## WHAT THIS TASK INVOLVES
Each entry in the listing must be set down again word for word.

## DATA TO EXAMINE
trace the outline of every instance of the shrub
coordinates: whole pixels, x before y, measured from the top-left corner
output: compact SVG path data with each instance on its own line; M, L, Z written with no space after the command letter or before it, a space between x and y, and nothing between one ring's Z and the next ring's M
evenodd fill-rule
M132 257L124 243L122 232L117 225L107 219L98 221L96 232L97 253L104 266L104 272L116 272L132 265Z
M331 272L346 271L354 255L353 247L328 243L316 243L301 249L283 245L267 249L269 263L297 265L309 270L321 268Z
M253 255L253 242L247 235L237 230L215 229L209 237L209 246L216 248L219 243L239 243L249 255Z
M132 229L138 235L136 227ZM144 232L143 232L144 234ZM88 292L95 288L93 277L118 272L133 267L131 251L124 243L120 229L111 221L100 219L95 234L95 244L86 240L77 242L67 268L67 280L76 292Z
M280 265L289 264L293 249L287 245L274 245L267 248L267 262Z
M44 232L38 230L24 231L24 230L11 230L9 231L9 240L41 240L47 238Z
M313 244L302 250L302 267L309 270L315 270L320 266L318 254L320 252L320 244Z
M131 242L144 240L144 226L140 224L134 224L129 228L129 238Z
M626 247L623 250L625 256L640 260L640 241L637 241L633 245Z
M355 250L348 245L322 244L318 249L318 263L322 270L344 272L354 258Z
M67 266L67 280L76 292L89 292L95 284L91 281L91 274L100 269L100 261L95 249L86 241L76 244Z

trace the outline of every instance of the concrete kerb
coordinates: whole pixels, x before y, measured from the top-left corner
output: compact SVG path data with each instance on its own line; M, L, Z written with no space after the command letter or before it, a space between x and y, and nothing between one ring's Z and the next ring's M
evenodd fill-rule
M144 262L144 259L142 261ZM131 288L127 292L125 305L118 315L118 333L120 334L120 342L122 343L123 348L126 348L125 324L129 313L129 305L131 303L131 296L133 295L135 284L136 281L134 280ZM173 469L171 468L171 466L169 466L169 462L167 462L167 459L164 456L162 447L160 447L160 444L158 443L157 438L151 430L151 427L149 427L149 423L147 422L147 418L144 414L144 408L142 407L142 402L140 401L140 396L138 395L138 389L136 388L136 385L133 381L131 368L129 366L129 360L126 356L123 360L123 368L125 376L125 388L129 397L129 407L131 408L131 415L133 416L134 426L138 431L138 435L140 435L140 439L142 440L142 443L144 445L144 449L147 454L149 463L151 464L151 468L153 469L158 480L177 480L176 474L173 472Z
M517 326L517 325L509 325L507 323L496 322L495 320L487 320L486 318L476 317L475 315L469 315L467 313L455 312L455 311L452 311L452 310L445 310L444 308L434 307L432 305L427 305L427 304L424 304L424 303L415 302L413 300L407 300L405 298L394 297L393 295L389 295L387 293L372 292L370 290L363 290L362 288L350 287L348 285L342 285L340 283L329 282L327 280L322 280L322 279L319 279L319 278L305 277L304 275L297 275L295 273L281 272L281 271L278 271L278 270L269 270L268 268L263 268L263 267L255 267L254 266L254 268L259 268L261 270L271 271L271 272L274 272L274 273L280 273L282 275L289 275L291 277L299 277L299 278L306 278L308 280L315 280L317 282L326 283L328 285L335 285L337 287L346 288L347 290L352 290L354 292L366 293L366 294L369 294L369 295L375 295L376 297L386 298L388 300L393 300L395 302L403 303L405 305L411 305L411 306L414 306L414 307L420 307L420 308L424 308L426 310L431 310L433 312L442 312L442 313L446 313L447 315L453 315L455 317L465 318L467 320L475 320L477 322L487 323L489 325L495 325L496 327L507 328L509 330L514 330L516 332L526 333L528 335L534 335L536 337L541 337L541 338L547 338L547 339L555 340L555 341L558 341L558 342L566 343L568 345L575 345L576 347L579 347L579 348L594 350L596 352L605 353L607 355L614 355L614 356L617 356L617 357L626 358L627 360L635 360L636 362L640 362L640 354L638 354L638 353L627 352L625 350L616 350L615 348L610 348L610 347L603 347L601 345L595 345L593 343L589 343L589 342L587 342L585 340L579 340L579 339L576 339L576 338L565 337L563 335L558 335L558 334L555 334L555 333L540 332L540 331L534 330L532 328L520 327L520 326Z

## EXPECTED ANSWER
trace the outline of every instance of the shrub
coordinates: whole pixels, x before y, measured from the top-left corner
output: compact SVG path data with each instance on its own line; M, L, Z written with no space after the command letter or before it, a space between x and y, and nothing between one ring's Z and the next ring's M
evenodd fill-rule
M132 257L124 243L122 232L117 225L107 219L98 221L96 232L97 253L104 266L104 272L116 272L132 265Z
M331 272L346 271L354 255L353 247L328 243L316 243L301 249L283 245L267 249L269 263L297 265L309 270L321 268Z
M253 255L253 242L247 235L237 230L215 229L209 237L209 246L216 248L219 243L239 243L249 255Z
M132 229L138 235L136 227ZM144 232L143 232L144 234ZM88 292L95 288L93 277L118 272L133 267L131 251L124 243L120 229L111 221L100 219L95 234L95 244L86 240L77 242L67 268L67 280L76 292Z
M280 265L289 264L293 249L287 245L274 245L267 248L267 262Z
M44 232L38 230L24 231L24 230L11 230L9 231L9 240L41 240L47 238Z
M313 244L302 250L302 267L309 270L315 270L320 266L318 254L320 252L320 244Z
M131 242L144 240L144 226L140 224L134 224L129 228L129 238Z
M626 247L623 250L625 256L640 260L640 241L637 241L633 245Z
M355 250L348 245L322 244L318 249L318 263L322 270L344 272L354 258Z
M67 266L67 280L76 292L89 292L95 284L91 281L91 274L100 269L100 261L95 249L86 241L76 244Z

trace the outline of every instance of the concrete kerb
coordinates: whole pixels, x before y, measured from the top-left corner
output: compact SVG path data with each instance on its own line; M, L, Z written with no space after the command letter or before it, a space between x and y, and nothing between one ring's Z and the next ring's M
evenodd fill-rule
M144 262L144 259L142 261ZM131 288L127 292L125 305L118 315L118 333L120 334L120 342L122 343L123 348L126 348L125 324L129 313L129 305L131 303L131 296L133 295L135 284L136 281L134 280ZM173 469L171 468L171 466L169 466L169 462L167 462L167 459L164 456L162 447L160 447L160 444L158 443L157 438L151 430L151 427L149 427L149 423L147 422L147 418L144 414L144 408L142 407L142 402L140 401L140 396L138 395L138 389L136 388L136 385L133 381L131 368L129 366L129 360L126 356L123 360L123 368L125 376L125 388L129 397L129 407L131 408L131 415L133 416L134 426L138 431L138 435L140 435L140 439L142 440L142 443L144 445L144 449L147 454L149 463L151 464L151 468L153 469L158 480L177 480L176 474L173 472Z
M517 326L517 325L509 325L507 323L496 322L495 320L487 320L486 318L476 317L475 315L469 315L467 313L455 312L455 311L452 311L452 310L445 310L444 308L434 307L432 305L427 305L427 304L424 304L424 303L415 302L413 300L407 300L405 298L394 297L393 295L389 295L387 293L372 292L370 290L363 290L362 288L350 287L348 285L342 285L340 283L329 282L327 280L322 280L322 279L319 279L319 278L305 277L304 275L297 275L295 273L281 272L281 271L278 271L278 270L269 270L268 268L263 268L263 267L255 267L254 266L254 268L259 268L261 270L271 271L271 272L274 272L274 273L280 273L282 275L289 275L291 277L299 277L299 278L306 278L308 280L315 280L317 282L326 283L328 285L335 285L337 287L346 288L347 290L352 290L354 292L366 293L366 294L369 294L369 295L375 295L376 297L386 298L388 300L393 300L395 302L403 303L405 305L411 305L411 306L414 306L414 307L420 307L420 308L424 308L426 310L431 310L433 312L442 312L442 313L446 313L447 315L453 315L455 317L465 318L467 320L475 320L477 322L487 323L489 325L495 325L496 327L507 328L509 330L514 330L516 332L526 333L528 335L534 335L536 337L541 337L541 338L547 338L547 339L555 340L555 341L558 341L558 342L566 343L568 345L575 345L576 347L579 347L579 348L594 350L596 352L605 353L607 355L614 355L614 356L617 356L617 357L626 358L627 360L635 360L636 362L640 362L640 354L638 354L638 353L627 352L625 350L616 350L615 348L610 348L610 347L603 347L601 345L595 345L593 343L589 343L589 342L587 342L585 340L579 340L579 339L576 339L576 338L565 337L563 335L558 335L558 334L555 334L555 333L540 332L540 331L534 330L532 328L520 327L520 326Z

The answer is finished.